## Begin
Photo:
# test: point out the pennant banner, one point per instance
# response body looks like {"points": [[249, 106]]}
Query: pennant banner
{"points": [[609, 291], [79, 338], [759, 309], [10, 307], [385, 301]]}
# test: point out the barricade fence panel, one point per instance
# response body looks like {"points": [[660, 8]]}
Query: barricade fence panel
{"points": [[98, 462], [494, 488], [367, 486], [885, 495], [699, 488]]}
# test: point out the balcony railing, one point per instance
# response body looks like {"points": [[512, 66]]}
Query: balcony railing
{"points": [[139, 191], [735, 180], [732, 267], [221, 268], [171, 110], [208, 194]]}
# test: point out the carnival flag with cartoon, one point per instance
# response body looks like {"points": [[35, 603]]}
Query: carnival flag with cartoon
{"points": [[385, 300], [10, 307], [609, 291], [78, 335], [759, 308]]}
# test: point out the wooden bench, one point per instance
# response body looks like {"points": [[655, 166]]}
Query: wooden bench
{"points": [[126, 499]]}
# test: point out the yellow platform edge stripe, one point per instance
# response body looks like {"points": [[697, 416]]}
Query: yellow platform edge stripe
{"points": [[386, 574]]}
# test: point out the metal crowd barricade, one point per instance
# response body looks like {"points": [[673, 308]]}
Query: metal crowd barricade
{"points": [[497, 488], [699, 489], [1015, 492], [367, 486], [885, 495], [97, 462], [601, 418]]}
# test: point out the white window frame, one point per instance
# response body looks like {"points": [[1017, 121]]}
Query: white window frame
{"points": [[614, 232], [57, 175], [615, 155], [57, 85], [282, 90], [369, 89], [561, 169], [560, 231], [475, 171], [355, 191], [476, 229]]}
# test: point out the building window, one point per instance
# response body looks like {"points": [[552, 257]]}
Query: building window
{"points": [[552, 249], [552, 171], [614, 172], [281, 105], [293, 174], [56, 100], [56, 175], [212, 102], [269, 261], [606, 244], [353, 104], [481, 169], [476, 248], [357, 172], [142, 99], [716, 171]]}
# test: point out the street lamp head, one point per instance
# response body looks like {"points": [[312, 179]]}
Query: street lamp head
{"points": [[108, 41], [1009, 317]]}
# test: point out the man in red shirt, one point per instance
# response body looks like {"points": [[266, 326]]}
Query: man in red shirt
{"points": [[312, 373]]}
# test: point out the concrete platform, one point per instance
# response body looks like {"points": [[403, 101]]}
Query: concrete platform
## End
**PROBLEM TO WORK ON**
Output the whole listing above again, word for word.

**EXPECTED ANSWER**
Photo:
# test: point out the pennant banner, one point per instance
# response body looks like {"points": [[249, 106]]}
Query: pennant banner
{"points": [[609, 291], [79, 338], [759, 309], [10, 307], [385, 301]]}
# test: point out the barricade fence panel, one point per instance
# response body looks like {"points": [[660, 8]]}
Query: barricade fence panel
{"points": [[98, 462], [494, 488], [367, 486], [885, 495], [699, 488]]}
# test: point out the balcony railing, one point per instance
# response body looks like {"points": [[512, 66]]}
Query: balcony railing
{"points": [[139, 191], [735, 180], [732, 267], [221, 268], [171, 110], [208, 194]]}
# test: point out the carnival flag with cartoon, one point per instance
# response body looks like {"points": [[35, 603]]}
Query: carnival flag with cartoon
{"points": [[385, 300], [10, 307], [609, 291], [78, 335], [759, 308]]}
# test: point out the wooden bench, one point per instance
# response body looks like {"points": [[655, 166]]}
Query: wooden bench
{"points": [[126, 499]]}
# test: point out the yellow platform edge stripe, one point per instance
# response body looks like {"points": [[697, 416]]}
Query: yellow platform edge stripe
{"points": [[386, 574]]}
# test: point out the metal crowd barricade, one point per instance
# response body looks like {"points": [[673, 308]]}
Query: metal crowd barricade
{"points": [[497, 488], [699, 489], [1015, 492], [367, 486], [885, 495], [97, 462], [601, 418]]}
# test: point out the white window frame, one point per instance
# response body looks like {"points": [[1017, 121]]}
Query: white window frame
{"points": [[614, 232], [57, 175], [615, 155], [57, 85], [282, 90], [369, 89], [561, 169], [560, 231], [475, 171], [355, 191], [476, 229]]}
# test: point out the building window, one point per instance
# response body looks like {"points": [[552, 257]]}
Query: building window
{"points": [[552, 249], [552, 171], [614, 172], [281, 105], [293, 174], [56, 100], [56, 175], [212, 102], [269, 261], [606, 244], [353, 104], [481, 169], [476, 248], [357, 172], [142, 99], [716, 171]]}
# test: point out the street lamp head, one point per instance
# response body looks like {"points": [[312, 179]]}
Query: street lamp head
{"points": [[108, 41], [1009, 317]]}
# test: point out the man in red shirt, one point per instance
# response body looks like {"points": [[266, 326]]}
Query: man in red shirt
{"points": [[312, 373]]}
# test: point out the concrete platform, one point per instance
# response body looks like {"points": [[403, 101]]}
Query: concrete platform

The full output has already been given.